Records supplied —
-----
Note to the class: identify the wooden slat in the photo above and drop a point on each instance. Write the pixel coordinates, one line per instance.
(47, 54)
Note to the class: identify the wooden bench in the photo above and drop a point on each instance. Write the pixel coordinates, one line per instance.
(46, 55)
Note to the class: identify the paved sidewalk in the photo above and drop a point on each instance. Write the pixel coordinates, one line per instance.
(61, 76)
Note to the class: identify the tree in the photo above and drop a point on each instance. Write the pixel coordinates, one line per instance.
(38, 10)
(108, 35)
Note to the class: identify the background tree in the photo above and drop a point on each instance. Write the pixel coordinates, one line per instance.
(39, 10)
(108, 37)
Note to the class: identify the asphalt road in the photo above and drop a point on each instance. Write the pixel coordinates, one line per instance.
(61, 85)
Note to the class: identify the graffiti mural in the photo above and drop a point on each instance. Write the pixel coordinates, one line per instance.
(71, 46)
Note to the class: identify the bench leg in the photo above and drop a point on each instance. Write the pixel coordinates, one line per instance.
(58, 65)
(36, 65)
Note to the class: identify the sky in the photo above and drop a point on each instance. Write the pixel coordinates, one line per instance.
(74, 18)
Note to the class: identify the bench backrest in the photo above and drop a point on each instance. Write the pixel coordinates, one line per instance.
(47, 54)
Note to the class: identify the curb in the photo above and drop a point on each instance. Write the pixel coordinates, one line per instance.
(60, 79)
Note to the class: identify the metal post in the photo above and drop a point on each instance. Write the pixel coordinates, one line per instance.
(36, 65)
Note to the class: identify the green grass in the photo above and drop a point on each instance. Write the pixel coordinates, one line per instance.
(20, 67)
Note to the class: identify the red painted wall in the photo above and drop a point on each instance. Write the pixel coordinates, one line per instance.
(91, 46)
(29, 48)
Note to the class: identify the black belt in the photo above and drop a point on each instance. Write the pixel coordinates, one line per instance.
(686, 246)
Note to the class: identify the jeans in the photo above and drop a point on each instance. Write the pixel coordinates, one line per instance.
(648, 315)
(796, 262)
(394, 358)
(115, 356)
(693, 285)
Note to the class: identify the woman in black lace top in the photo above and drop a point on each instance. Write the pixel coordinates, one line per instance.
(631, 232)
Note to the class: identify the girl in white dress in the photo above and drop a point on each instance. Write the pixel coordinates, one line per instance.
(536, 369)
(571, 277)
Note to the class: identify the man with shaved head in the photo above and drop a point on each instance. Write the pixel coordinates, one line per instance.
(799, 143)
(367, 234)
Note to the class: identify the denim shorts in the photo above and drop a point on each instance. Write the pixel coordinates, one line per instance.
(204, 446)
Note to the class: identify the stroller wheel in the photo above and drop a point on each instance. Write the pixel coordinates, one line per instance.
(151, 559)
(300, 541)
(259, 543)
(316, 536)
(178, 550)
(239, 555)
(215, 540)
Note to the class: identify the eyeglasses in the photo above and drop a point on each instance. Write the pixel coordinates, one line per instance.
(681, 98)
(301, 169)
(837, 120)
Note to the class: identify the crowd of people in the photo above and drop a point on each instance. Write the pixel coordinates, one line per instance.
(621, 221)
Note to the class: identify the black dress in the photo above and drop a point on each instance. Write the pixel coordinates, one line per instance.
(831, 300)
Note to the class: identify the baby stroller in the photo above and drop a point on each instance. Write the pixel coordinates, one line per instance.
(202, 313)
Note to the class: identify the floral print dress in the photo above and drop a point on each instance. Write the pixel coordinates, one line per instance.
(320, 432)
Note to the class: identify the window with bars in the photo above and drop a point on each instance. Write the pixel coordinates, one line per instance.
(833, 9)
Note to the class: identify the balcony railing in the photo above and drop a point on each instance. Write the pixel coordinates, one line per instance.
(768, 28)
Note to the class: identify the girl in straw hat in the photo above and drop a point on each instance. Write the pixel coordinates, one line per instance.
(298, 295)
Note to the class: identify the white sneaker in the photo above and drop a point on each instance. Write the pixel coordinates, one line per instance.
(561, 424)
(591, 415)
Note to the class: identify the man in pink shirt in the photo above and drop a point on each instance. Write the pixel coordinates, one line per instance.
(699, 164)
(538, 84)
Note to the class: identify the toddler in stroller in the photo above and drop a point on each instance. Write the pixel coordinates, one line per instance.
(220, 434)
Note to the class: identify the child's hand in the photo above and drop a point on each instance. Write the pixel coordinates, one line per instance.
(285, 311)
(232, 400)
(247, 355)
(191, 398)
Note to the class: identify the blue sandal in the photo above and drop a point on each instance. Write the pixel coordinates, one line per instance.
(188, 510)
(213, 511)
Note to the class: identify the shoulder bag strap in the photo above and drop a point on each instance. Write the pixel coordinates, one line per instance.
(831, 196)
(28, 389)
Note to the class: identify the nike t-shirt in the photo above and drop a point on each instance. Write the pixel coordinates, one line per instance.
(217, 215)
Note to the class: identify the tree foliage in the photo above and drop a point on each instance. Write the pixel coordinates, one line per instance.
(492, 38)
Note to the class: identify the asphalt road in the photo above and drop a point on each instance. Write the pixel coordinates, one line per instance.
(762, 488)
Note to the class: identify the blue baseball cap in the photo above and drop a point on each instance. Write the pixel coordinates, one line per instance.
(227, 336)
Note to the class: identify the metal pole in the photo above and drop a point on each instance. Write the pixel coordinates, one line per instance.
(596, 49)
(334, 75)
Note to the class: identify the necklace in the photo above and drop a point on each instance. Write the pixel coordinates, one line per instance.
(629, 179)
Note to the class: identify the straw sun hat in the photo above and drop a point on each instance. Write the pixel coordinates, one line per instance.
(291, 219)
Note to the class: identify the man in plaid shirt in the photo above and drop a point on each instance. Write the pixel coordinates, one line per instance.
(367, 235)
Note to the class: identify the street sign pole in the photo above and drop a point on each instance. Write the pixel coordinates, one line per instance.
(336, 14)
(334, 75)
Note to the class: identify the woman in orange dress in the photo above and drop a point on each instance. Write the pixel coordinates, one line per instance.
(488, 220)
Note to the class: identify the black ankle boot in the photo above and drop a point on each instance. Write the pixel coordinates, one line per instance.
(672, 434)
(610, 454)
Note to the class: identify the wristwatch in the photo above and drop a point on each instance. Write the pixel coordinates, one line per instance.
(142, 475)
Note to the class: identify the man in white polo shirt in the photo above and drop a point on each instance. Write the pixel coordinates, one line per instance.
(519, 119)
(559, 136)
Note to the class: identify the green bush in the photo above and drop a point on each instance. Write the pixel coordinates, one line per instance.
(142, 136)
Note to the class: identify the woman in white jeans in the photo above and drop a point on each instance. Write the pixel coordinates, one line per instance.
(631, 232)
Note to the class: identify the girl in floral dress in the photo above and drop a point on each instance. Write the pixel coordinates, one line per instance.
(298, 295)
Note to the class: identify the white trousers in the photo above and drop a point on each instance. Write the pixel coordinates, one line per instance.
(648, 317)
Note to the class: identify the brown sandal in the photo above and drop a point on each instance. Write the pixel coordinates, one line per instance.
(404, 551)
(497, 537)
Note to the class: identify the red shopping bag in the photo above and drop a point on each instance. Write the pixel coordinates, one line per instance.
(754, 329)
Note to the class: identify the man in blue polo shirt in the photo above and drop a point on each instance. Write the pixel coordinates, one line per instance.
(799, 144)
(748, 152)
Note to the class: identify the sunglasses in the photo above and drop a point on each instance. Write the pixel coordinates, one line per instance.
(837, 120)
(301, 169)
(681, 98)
-----
Task instructions — Reproduce each record exactly as it appears.

Answer to this exercise —
Note to the class: identify the wooden slat in the photo above and drop a point on each instance. Write the pixel coordinates, one line per instance.
(47, 54)
Note to the class: identify the wooden bench in the photo above and drop a point on each instance. Write the pixel coordinates, one line per instance.
(46, 55)
Note to the class: identify the paved sidewalk in the photo above and drop a point on each instance. Write the pixel coordinates, one line per instance.
(61, 76)
Note to the class: identify the tree in the photo above and drop a point on each instance. Write the pixel coordinates, one line per instance.
(38, 10)
(108, 35)
Note to the class: identify the background tree in the photo above and drop a point on each instance. Write the pixel coordinates, one line per instance.
(39, 10)
(108, 37)
Note to the class: identify the asphalt road in the photo above and drop a point on each instance. Write the pixel coordinates, one line per instance.
(61, 85)
Note to the class: identify the graffiti mural in the photo above and drop a point on each instance. Write the pixel coordinates, one line per instance.
(71, 46)
Note to the class: identify the bench leg in the photo above and drop a point on each instance. Write the pixel coordinates, one line per instance.
(58, 65)
(36, 65)
Note to the class: identify the sky in the photo above and drop a point on each instance. Write the pixel coordinates, one line per instance.
(74, 18)
Note to the class: identify the bench backrest in the photo above and drop a point on each instance. Write the pixel coordinates, one line per instance.
(47, 54)
Note to the class: identify the curb in the photo above and drop a point on each instance. Write the pixel coordinates, one line per instance.
(60, 79)
Note to the class: identify the metal post in the photo above and drop a point on each instance. Write the pixel coordinates, one line per instance.
(36, 65)
Note to the class: identify the green grass in the photo above and drop a point on each instance. Write the pixel coordinates, one line per instance.
(20, 67)
Note to the class: identify the red painted wall in the photo above and drop a point on each instance. Write the pixel coordinates, one line per instance.
(91, 46)
(29, 48)
Note to the class: identify the black belt in the photo above and drop a point on each instance. Write the pixel coordinates, one line per instance.
(686, 246)
Note to the class: identify the jeans in the photo above and drop a point on each instance. Write the pixel coordinates, one line per instance.
(648, 315)
(796, 262)
(394, 358)
(115, 356)
(693, 285)
Note to the class: identify the woman in black lace top in the photo above and drop a point on each instance. Write the pixel coordinates, one line per instance.
(631, 232)
Note to the class: identify the girl in white dress in the photo above and drop a point on each instance. Write the pixel coordinates, one line per instance.
(536, 369)
(571, 277)
Note to the class: identify the man with shaved head in the photo above and drop a point on each instance. Write the pixel coordinates, one line per instance.
(799, 143)
(367, 234)
Note to the class: identify the denim shorts in the photo above and drop a point on each instance. Write the pixel coordinates, one line per instance.
(204, 446)
Note to the class: identify the stroller wheel in the photo above and drop a point on each instance. Write the pixel coordinates, one line per instance.
(151, 559)
(300, 541)
(259, 543)
(316, 536)
(178, 550)
(239, 555)
(215, 540)
Note to the class: identify the eyeglasses in the photo above and drop a point on each instance. Write the pixel coordinates, one line per instance.
(681, 98)
(301, 169)
(837, 120)
Note to the class: identify the crowd of people in the photo above and drop a point on each instance. Write the pixel coordinates, one line per instance.
(621, 221)
Note to the class: identify the black dress in the photo above and drop a point on each instance. Write the pixel coordinates, one line per instance.
(831, 300)
Note to the class: identify the baby stroller in the photo above and drop a point on each instance. Write the pixel coordinates, one line per instance.
(202, 313)
Note to the class: identify the floral print dress in the photo above and drop a point on each instance. Write the pixel coordinates, one line per instance.
(320, 432)
Note to the class: identify the window with bars in the photo above and drop a point on each instance. Write the pixel coordinates, one line per instance.
(833, 9)
Note to the class: identify the balcony railing in the photo above and drop a point on each instance. Write the pixel coordinates, one line per instance.
(768, 28)
Note to the class: identify the girl in straw hat in the photo above and drop a point on each instance. Write the pixel coordinates, one line per instance.
(298, 295)
Note to the class: identify the white sneaker in the photo above and drop a point on each instance. Write the pixel coordinates, one line per instance.
(561, 424)
(591, 415)
Note to the class: identify the man in pink shirt in the photo above and drop a point on each instance. Write the pixel coordinates, one line per instance.
(699, 164)
(538, 84)
Note to the class: identify the toddler in stroller in the photo above and drop a point on each instance. Write the pixel coordinates, one line per instance.
(220, 434)
Note to the class: identify the child's hand in the photo above and drop a point on each instance. Write the pixel coordinates, one line per instance.
(285, 311)
(232, 400)
(247, 355)
(191, 398)
Note to the class: identify the blue sandal in the photo above and drop a point on each instance. Write the pixel coordinates, one line per instance.
(188, 510)
(213, 511)
Note to the class: identify the shoulder bag strap in the photo above and drop a point on each instance. Write the pixel coordinates, one line per instance.
(831, 196)
(28, 389)
Note to the class: identify the nike t-shirt in the photo above and drop a point on each instance. Write the pixel coordinates, one line per instance.
(217, 215)
Note to the class: identify the tree foliage in the photo above and drop a point on each instance. Write the pixel coordinates, one line per instance.
(492, 38)
Note to the class: identify the asphalt road in the photo above and drop a point on each instance. Write the pixel coordinates, one line per instance.
(762, 488)
Note to the class: identify the blue baseball cap in the photo above and drop a point on each instance. Write the pixel coordinates, one line per instance.
(227, 336)
Note to the class: identify the metal pole in the photo above and drop a point on each instance. Write the pixel coordinates, one line per instance.
(596, 49)
(334, 75)
Note to the class: identify the necklace in the photo above and drop a point on each instance. Write the pixel coordinates, one line per instance.
(629, 179)
Note to the class: identify the straw sun hat in the photo above and drop a point on each instance. Write the pixel coordinates, one line per instance.
(291, 219)
Note to the class: identify the man in plaid shirt in the photo above and drop a point on each instance. Write the pixel coordinates, one line per instance.
(367, 235)
Note to the class: identify the street sign pole in the photo above and drop a point on each instance. Write the pixel coordinates, one line per instance.
(336, 14)
(334, 75)
Note to the class: identify the woman in orange dress in the photo above and drop a point on each instance. Write the pixel coordinates, one line per instance.
(488, 220)
Note to the class: identify the black ankle boot in the photo above and drop a point on each instance. Write the pixel coordinates, one line per instance.
(672, 434)
(610, 454)
Note to the class: identify the wristwatch in the photo above and drop a point on each instance. Write the pixel coordinates, one line per instance.
(142, 475)
Note to the class: identify the man in white polo shirt in the photo above and drop a point on each instance. Write the pixel coordinates, one line per instance.
(519, 119)
(559, 136)
Note to the class: identify the green bush in the photo above and drop a point on each instance. Write the pixel coordinates, one line per instance.
(142, 136)
Note to the class: identify the woman in white jeans in the photo above and drop a point on each instance. Write the pixel coordinates, one line per instance.
(631, 232)
Note to the class: identify the girl in floral dress in the photo above and drop a point on each instance. Write the pixel coordinates, one line per instance.
(298, 295)
Note to the class: identify the white trousers in the photo above and drop a point on each instance. Write the pixel coordinates, one line per instance.
(648, 317)
Note to the class: identify the brown sandal in the photo above and drop a point on each instance. Write the pixel coordinates, one line per instance.
(404, 551)
(497, 537)
Note to the class: identify the red shopping bag in the photo above and drop a point on each instance. Write the pixel coordinates, one line per instance.
(754, 329)
Note to the class: identify the man in blue polo shirt in the photo above and drop a point on each instance. Write the pixel coordinates, one line per instance.
(799, 144)
(748, 152)
Note to the class: identify the sunglasses in the photo above and drop a point on each instance. Write the pixel coordinates, one line per instance.
(837, 120)
(301, 169)
(681, 98)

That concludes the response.